WHAT IS REQUIRED: Copy out the records below, substituting "steel" for every "metal" and keeping all other text the same.
Start DATA IN THIS EXERCISE
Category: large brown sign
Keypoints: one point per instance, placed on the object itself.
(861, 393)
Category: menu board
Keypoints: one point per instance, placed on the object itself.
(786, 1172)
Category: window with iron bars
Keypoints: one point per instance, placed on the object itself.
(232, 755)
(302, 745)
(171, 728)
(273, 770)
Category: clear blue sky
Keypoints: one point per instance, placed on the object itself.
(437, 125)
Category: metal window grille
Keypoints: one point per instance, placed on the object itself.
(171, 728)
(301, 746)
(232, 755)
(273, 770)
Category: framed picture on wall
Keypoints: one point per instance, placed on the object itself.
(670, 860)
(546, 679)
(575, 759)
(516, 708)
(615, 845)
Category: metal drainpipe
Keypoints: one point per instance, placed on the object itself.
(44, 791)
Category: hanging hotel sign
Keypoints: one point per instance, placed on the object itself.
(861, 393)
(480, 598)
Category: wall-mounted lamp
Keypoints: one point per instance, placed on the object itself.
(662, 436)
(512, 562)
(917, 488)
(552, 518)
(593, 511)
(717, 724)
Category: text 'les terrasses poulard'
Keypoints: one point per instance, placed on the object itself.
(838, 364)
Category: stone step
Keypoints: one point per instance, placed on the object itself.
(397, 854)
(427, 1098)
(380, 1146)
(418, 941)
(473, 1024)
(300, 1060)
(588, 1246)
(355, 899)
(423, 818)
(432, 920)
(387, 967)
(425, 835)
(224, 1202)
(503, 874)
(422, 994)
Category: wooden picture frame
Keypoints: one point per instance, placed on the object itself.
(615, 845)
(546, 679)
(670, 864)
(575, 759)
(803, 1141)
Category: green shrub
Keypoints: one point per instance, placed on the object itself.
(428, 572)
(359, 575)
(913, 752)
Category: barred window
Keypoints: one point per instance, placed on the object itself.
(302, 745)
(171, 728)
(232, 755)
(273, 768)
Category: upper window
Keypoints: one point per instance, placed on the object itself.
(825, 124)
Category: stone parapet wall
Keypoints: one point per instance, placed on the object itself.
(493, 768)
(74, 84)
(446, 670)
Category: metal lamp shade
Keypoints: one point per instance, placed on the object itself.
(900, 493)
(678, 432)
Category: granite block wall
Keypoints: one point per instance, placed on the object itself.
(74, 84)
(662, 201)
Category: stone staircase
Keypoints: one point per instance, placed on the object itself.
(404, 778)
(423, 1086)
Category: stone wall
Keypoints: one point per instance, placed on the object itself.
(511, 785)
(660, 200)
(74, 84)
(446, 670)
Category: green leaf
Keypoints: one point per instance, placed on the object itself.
End DATA IN THIS EXERCISE
EXERCISE SOLUTION:
Category: large brown sign
Keypoints: one point per instance, placed on the object itself.
(861, 393)
Category: menu board
Keypoints: one point per instance, placed on the object itself.
(786, 1172)
Category: window with iron bars
Keypoints: one point per instance, placed on the object itself.
(232, 755)
(302, 745)
(171, 728)
(273, 770)
Category: clear blue sky
Keypoints: one point per instance, placed on the object itself.
(437, 125)
Category: steel window grille
Keypoints: one point per instance, placed on the object itself.
(171, 728)
(301, 746)
(232, 755)
(273, 770)
Category: framed picture on wall
Keypoints: one point per instance, placed on the object itself.
(670, 860)
(546, 679)
(575, 759)
(516, 708)
(615, 845)
Category: steel drainpipe
Keypoints: one point per instance, placed on the object itself.
(44, 791)
Category: hanging hotel sign
Keypoints: one point per instance, placed on the object itself.
(861, 393)
(480, 598)
Category: wall-mounted lamp
Keypoints: one point per instance, placed on the object itself.
(662, 436)
(512, 562)
(917, 488)
(552, 518)
(593, 511)
(717, 724)
Category: text 'les terrasses poulard'
Keypoints: one point per instance, placed on the object itself.
(838, 364)
Category: stone step
Keypoints: one point per instance, placed on the object itself.
(397, 854)
(427, 1098)
(380, 1146)
(418, 941)
(473, 1024)
(300, 1060)
(588, 1246)
(355, 899)
(423, 818)
(432, 920)
(387, 967)
(425, 835)
(224, 1202)
(503, 874)
(422, 994)
Category: wooden picture frame
Keypoints: one point per instance, placed on the object itself.
(615, 845)
(546, 679)
(670, 864)
(575, 759)
(803, 1141)
Category: green shrub
Keypoints: one point per instance, placed on the object itself.
(428, 572)
(359, 575)
(913, 752)
Category: barred window
Keypoints: one point per instance, placed on the object itself.
(302, 745)
(171, 728)
(232, 755)
(273, 768)
Category: upper window
Keypoints: one point per instance, placed on the object itself.
(825, 124)
Category: stone parapet wall
Keypoints: one point per instance, placed on the object itself.
(493, 768)
(74, 84)
(446, 670)
Category: steel lamp shade
Keypoints: one point per instance, placed on the object itself.
(900, 493)
(678, 432)
Category: granite block wall
Keypoints: one point per instance, placed on the object itself.
(74, 84)
(662, 201)
Category: stone staircase
Keypoints: one point per instance, placed on the object itself.
(404, 778)
(423, 1086)
Category: stone wall
Keypoints: one point per instance, placed on the object itself.
(511, 785)
(660, 200)
(74, 84)
(446, 670)
Category: green leaf
Keypoints: one point per instance, placed on the object itself.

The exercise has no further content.